+++ Passage +++

# ITE residential panel covers



## gasparky (Jan 27, 2010)

Does anyone know where to find 30 year old panel covers ?


----------



## crazymurph (Aug 19, 2009)

If the panel and breakers are 30 years old, don't you think a replacement is in order? You can buy a panel with breakers at Home Depot for between $50.00 and $154.00. Instead of screwing around with old you can have new.


----------



## gasparky (Jan 27, 2010)

crazymurph said:


> If the panel and breakers are 30 years old, don't you think a replacement is in order? You can buy a panel with breakers at Home Depot for between $50.00 and $154.00. Instead of screwing around with old you can have new.


The panel cover is for a bank owned house, that is to be sold. They want a price to replace cover and also to replace panel. Will make more money to replace panel but have to try to find panel cover.


----------



## MDShunk (Jan 7, 2007)

I think it's pretty safe to say that you won't find one. I know of no surplus or used stock dealer that handles old panel covers.

Now, your next options. I lean toward panel replacement if the panel is easy to change. I lean toward interior and cover replacement (leaving the panelboard can in tact) if the panel is difficult to replace.

I recently changed the interior and cover of an old Trumbull panel in a church (flush panel, all piped in EMT) with a QO interior and cover. Worked like a charm. In your case, I'd probably just recommend that you buy a Siemens panel and place the guts of the Seimens panel in your ITE can and bolt on the Siemens cover. That way, you can reuse all your old breakers. Just pull a tape on your old panelboard can and go shopping for something with an interior that will fit and a cover that will cover the can.


----------



## BryanMD (Dec 31, 2007)

gasparky said:


> Will make more money to replace panel but have to try to find panel cover.


sez who? 

The odds of finding one in any sort of presentable (or safe) condition is slim
Call your buddy at the sheet metal shop; bring good dimensions and a few pics.


----------



## MDShunk (Jan 7, 2007)

gasparky said:


> The panel cover is for a bank owned house, that is to be sold. They want a price to replace cover and also to replace panel. Will make more money to replace panel but have to try to find panel cover.


Well, that's easy. Your price to replace the cover is exactly the same as your price to replace the panel. Try not to bend over backwards for people unless there's some compelling reason. It's not likely ANY electrician will come up with a cover. My experience with bank REO's tells me that they really only call one electrician. They might get you to bid a job a few different ways, but it's normally not competitive bidding. The bank asset managers aren't general contractors. They just want the issues off their plate.

+++ Given information +++

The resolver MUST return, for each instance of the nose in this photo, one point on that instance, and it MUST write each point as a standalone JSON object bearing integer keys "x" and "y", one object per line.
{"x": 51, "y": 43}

+++

* Work instructions
Pick up the forum thread about replacing old ITE panel covers right after its final sentence and continue it. The listing comes from a different source than the text.

* Result of the exercise
----------



## gasparky (Jan 27, 2010)

MDShunk said:


> I think it's pretty safe to say that you won't find one. I know of no surplus or used stock dealer that handles old panel covers.
> 
> Now, your next options. I lean toward panel replacement if the panel is easy to change. I lean toward interior and cover replacement (leaving the panelboard can in tact) if the panel is difficult to replace.
> 
> I recently changed the interior and cover of an old Trumbull panel in a church (flush panel, all piped in EMT) with a QO interior and cover. Worked like a charm. In your case, I'd probably just recommend that you buy a Siemens panel and place the guts of the Seimens panel in your ITE can and bolt on the Siemens cover. That way, you can reuse all your old breakers. Just pull a tape on your old panelboard can and go shopping for something with an interior that will fit and a cover that will cover the can.


Replacing the guts is great idea,they remodeled house and the panel is actually in a bathroom behind the mirror if you can believe that.


----------



## drsparky (Nov 13, 2008)

Give them the price of a change out, then add $20 and give them that as a price for a new cover.:jester:


----------



## MDShunk (Jan 7, 2007)

gasparky said:


> Replacing the guts is great idea,they remodeled house and the panel is actually in a bathroom behind the mirror if you can believe that.


Yeah, knowing that, if you replace that whole panel, you're going to end up needing to relocate it. If you "repair" it with a new cover (and coincidently, new guts), chances are pretty good that you can leave it where it's at. If I fixed it in it's present location, my bill would say nothing more than "reinstalled loose panel cover".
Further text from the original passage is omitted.